■ Aim of the task
Set down all of the data that follows, keeping every character.

■ Given records
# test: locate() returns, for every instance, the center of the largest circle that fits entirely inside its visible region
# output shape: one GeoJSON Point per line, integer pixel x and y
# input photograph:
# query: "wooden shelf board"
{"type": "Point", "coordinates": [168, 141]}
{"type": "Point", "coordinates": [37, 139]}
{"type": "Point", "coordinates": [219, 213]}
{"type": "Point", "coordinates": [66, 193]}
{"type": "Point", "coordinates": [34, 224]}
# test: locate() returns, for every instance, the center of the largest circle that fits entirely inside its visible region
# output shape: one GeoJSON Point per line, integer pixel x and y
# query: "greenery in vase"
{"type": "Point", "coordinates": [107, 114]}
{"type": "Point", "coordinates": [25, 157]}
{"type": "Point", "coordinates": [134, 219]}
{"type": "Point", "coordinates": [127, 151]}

■ Output of the exercise
# test: locate() returns, for every instance, the center of the largest circle that fits entirely inside its visible region
# output shape: one GeoJSON Point per line, integer pixel x and y
# input photograph:
# query: "wooden shelf board"
{"type": "Point", "coordinates": [168, 141]}
{"type": "Point", "coordinates": [37, 139]}
{"type": "Point", "coordinates": [219, 213]}
{"type": "Point", "coordinates": [66, 193]}
{"type": "Point", "coordinates": [34, 224]}
# test: locate() returns, for every instance, the center of the largest circle that fits entirely inside its visible region
# output shape: one GeoJSON Point per line, integer pixel x and y
# query: "greenery in vase"
{"type": "Point", "coordinates": [107, 114]}
{"type": "Point", "coordinates": [25, 157]}
{"type": "Point", "coordinates": [134, 219]}
{"type": "Point", "coordinates": [127, 151]}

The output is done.